(Record set)
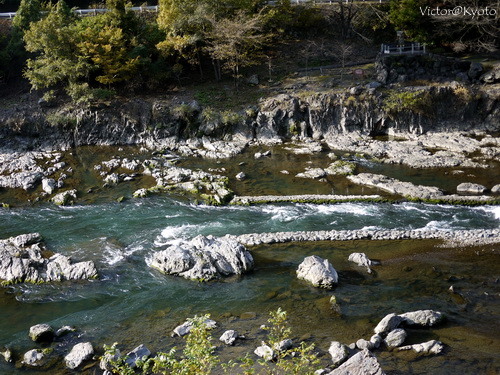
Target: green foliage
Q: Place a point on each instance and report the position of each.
(419, 102)
(405, 15)
(29, 11)
(197, 357)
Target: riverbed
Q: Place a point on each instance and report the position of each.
(133, 304)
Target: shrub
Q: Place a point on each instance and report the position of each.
(419, 102)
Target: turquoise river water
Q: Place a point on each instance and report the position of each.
(133, 304)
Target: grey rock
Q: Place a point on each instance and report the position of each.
(475, 70)
(312, 173)
(425, 318)
(203, 258)
(79, 353)
(41, 333)
(318, 272)
(49, 185)
(137, 354)
(362, 363)
(283, 345)
(338, 352)
(429, 347)
(376, 340)
(265, 352)
(393, 186)
(361, 260)
(340, 168)
(140, 193)
(395, 338)
(34, 358)
(468, 187)
(65, 330)
(26, 263)
(388, 323)
(7, 354)
(186, 327)
(65, 198)
(364, 344)
(229, 337)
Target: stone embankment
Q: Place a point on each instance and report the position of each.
(459, 237)
(304, 198)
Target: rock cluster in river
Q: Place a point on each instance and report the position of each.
(203, 258)
(462, 237)
(22, 259)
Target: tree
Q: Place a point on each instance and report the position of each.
(53, 40)
(29, 11)
(105, 47)
(236, 42)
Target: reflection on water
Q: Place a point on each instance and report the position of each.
(133, 304)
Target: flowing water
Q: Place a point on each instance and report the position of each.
(133, 304)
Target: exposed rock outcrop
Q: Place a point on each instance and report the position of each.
(362, 363)
(203, 258)
(22, 260)
(319, 272)
(79, 354)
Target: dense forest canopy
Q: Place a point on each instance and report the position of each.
(92, 57)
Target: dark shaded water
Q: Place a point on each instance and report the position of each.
(132, 304)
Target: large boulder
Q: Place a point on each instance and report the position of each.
(318, 272)
(79, 354)
(41, 333)
(469, 187)
(203, 258)
(395, 338)
(339, 352)
(425, 318)
(137, 354)
(429, 347)
(22, 260)
(362, 363)
(65, 198)
(34, 358)
(388, 323)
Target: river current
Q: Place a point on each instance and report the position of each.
(133, 304)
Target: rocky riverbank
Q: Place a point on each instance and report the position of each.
(458, 237)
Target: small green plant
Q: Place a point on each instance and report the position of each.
(419, 101)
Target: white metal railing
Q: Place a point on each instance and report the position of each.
(92, 12)
(406, 49)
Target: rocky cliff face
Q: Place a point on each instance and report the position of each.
(370, 110)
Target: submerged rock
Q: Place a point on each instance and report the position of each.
(362, 363)
(229, 337)
(79, 354)
(137, 354)
(468, 187)
(41, 333)
(339, 352)
(34, 358)
(429, 347)
(395, 338)
(388, 323)
(22, 260)
(361, 260)
(318, 272)
(187, 326)
(203, 258)
(425, 318)
(265, 352)
(65, 198)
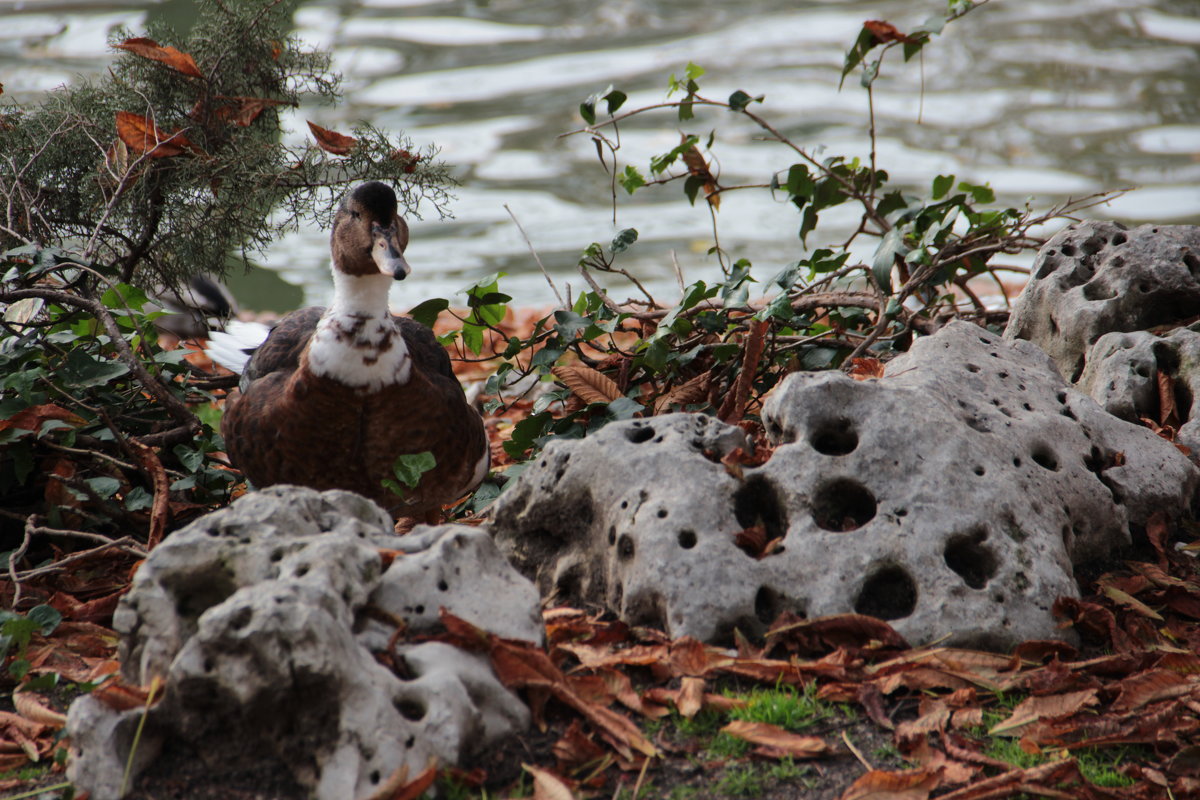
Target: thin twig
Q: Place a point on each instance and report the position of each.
(126, 545)
(604, 296)
(857, 752)
(16, 555)
(540, 265)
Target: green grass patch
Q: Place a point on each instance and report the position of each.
(786, 707)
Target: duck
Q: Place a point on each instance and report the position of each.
(333, 396)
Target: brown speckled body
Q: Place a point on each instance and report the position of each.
(293, 427)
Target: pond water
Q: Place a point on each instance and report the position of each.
(1043, 100)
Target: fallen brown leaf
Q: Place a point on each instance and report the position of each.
(547, 786)
(587, 384)
(879, 785)
(333, 142)
(778, 739)
(148, 48)
(1035, 709)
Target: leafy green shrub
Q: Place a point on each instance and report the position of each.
(717, 350)
(172, 161)
(141, 180)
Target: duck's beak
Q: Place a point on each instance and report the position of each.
(387, 253)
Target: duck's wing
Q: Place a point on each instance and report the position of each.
(282, 348)
(233, 347)
(427, 355)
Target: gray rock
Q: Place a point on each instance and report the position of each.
(263, 618)
(1122, 377)
(953, 497)
(1098, 277)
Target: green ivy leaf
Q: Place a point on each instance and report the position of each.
(864, 42)
(630, 180)
(427, 312)
(739, 100)
(615, 98)
(408, 470)
(622, 241)
(588, 110)
(978, 193)
(82, 371)
(870, 72)
(103, 486)
(885, 258)
(47, 618)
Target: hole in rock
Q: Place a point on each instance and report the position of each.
(757, 503)
(411, 709)
(202, 593)
(1098, 290)
(640, 433)
(970, 558)
(843, 504)
(887, 594)
(625, 547)
(1192, 263)
(1043, 456)
(1168, 360)
(647, 609)
(833, 437)
(767, 605)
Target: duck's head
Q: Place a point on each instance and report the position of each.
(369, 236)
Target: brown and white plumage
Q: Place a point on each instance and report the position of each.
(335, 395)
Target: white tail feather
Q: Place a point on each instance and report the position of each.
(233, 347)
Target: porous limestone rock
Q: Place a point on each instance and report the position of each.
(1098, 277)
(952, 498)
(1122, 376)
(263, 620)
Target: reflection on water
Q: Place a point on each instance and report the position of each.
(1038, 98)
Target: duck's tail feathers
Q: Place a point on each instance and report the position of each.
(233, 347)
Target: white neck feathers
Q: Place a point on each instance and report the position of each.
(357, 342)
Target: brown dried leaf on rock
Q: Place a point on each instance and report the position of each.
(865, 368)
(823, 633)
(34, 709)
(695, 390)
(333, 142)
(148, 48)
(587, 384)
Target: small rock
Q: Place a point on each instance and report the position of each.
(263, 618)
(1099, 277)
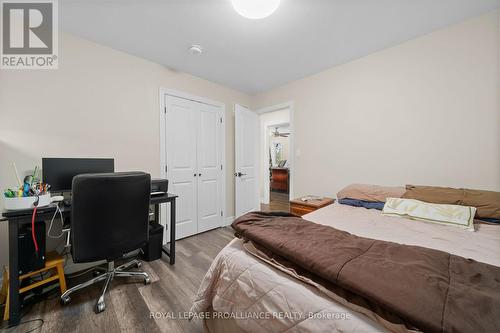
(End Record set)
Task brief >>
Count the lines above in which the word "rocky" appears, then state only that count.

Result for this task >>
2